◆ 問題
以下のエネルギアに関する文章を、一字一句変えずに全文書き写してください。

◆ 原文
☆ ☆ ☆ ☆

エネルギアが完成した後、ソ連には困ったことがあった。
「飛ばすものが無い」

実はエネルギア、最近ロシアが公開した文書を見る限り東側に披露した時点ですでに「完成」していたのだった。(つまりスペースシャトルより2年早くロケット自体は完成していてお披露目と試験稼動していた)
だが、当時のソ連にはエネルギアでもって飛ばす必要性のあるものがない。

この時点でのソ連の認識では、コストパフォーマンスが非常に悪く、1970年代に夢みたサターンV並みの存在を共産主義の名の下に実現化させただけで、その先を考えていなかった。

余談だが、今でも飛ばす必要性が無いというとでエネルギアとエネルギアMと呼ばれるエネルギアの軽量版がバイコヌール宇宙基地で保管され、一般人も見学できる。
当初東側に公開された「エネルギア」とはこのエネルギアMとエネルギアであるが、飛ばなかったエネルギアは朽ちて飛行不能になった状態で見ることが出来、恐らく「東側諸国」において実物を見学可能なロケットとしては最大クラスで世界最大出力のものではないかと思う。(サターンVよりエネルギアの方が出力が高い)


エネルギアは初飛行こそ1988年だが、実は1978年の時点で東側諸国に対してお披露目されており、その後約10年もの間塩漬けとなってしまう。


これにはソ連崩壊直前で財政状況が切迫していたというのも理由の1つにあるが、もう1つの理由もあった。

☆ ☆ ☆ ☆

◆ 保存データ

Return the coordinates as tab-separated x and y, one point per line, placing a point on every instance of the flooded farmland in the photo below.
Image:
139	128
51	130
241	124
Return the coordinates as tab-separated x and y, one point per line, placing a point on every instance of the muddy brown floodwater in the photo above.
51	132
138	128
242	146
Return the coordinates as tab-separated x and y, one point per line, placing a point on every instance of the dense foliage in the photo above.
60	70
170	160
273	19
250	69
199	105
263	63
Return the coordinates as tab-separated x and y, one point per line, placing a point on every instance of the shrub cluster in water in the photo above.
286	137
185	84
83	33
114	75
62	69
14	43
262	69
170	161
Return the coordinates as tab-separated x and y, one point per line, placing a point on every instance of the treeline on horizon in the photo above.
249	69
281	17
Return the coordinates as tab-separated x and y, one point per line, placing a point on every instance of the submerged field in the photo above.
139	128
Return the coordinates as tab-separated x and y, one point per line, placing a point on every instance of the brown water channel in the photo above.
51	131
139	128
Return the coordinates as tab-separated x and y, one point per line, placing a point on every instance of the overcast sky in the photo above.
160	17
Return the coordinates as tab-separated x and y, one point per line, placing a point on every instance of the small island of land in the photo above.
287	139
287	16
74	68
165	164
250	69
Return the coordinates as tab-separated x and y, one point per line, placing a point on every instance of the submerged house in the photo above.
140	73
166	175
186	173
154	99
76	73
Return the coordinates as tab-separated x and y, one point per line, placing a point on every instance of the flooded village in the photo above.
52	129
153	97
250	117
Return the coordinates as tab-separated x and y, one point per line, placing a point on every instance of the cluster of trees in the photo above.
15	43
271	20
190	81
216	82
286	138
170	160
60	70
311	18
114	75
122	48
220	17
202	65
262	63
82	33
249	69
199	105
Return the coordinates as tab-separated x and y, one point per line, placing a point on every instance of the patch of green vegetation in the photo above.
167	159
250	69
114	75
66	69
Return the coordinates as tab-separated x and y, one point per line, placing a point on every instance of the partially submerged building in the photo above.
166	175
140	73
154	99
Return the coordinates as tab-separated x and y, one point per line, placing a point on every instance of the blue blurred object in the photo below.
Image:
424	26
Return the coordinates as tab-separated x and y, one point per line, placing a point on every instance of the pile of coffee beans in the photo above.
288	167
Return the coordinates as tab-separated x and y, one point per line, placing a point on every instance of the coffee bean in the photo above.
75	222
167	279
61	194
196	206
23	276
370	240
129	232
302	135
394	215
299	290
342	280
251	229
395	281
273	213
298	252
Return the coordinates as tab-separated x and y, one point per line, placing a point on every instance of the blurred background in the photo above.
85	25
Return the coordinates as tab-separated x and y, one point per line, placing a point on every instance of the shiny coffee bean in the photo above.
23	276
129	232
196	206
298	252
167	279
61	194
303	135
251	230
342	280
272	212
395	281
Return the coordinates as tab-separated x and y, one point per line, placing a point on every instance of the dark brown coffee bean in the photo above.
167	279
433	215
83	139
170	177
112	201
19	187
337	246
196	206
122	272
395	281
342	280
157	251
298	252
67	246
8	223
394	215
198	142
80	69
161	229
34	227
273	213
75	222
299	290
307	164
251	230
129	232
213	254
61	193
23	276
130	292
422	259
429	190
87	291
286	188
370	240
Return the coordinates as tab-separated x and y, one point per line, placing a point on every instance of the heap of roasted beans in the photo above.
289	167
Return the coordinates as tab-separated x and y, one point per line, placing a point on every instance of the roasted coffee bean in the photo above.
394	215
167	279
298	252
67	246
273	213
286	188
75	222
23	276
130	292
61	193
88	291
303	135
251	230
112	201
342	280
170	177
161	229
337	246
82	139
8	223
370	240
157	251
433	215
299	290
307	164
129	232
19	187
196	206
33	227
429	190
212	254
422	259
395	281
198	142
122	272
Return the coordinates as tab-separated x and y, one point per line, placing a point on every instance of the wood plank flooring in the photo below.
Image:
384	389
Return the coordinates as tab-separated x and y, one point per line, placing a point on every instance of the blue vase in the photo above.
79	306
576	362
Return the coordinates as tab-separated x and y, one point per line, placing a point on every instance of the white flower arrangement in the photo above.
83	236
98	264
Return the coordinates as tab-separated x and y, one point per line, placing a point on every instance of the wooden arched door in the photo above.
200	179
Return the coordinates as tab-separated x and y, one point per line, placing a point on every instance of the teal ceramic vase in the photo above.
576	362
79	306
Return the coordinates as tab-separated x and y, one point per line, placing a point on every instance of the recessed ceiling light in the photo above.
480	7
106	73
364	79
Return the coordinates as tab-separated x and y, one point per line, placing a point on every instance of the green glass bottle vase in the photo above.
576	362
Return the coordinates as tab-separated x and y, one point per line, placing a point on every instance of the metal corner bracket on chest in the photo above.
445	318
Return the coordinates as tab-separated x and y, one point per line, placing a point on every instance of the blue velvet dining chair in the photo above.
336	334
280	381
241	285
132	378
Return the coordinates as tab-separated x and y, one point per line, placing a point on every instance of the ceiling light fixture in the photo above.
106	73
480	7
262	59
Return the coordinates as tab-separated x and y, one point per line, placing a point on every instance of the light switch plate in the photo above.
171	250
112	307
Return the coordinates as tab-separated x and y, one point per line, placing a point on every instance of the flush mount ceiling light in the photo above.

☆ ☆ ☆ ☆

◆ 解答
エネルギアが完成した後、ソ連には困ったことがあった。
「飛ばすものが無い」

実はエネルギア、最近ロシアが公開した文書を見る限り東側に披露した時点ですでに「完成」していたのだった。(つまりスペースシャトルより2年早くロケット自体は完成していてお披露目と試験稼動していた)
だが、当時のソ連にはエネルギアでもって飛ばす必要性のあるものがない。

この時点でのソ連の認識では、コストパフォーマンスが非常に悪く、1970年代に夢みたサターンV並みの存在を共産主義の名の下に実現化させただけで、その先を考えていなかった。

余談だが、今でも飛ばす必要性が無いというとでエネルギアとエネルギアMと呼ばれるエネルギアの軽量版がバイコヌール宇宙基地で保管され、一般人も見学できる。
当初東側に公開された「エネルギア」とはこのエネルギアMとエネルギアであるが、飛ばなかったエネルギアは朽ちて飛行不能になった状態で見ることが出来、恐らく「東側諸国」において実物を見学可能なロケットとしては最大クラスで世界最大出力のものではないかと思う。(サターンVよりエネルギアの方が出力が高い)


エネルギアは初飛行こそ1988年だが、実は1978年の時点で東側諸国に対してお披露目されており、その後約10年もの間塩漬けとなってしまう。


これにはソ連崩壊直前で財政状況が切迫していたというのも理由の1つにあるが、もう1つの理由もあった。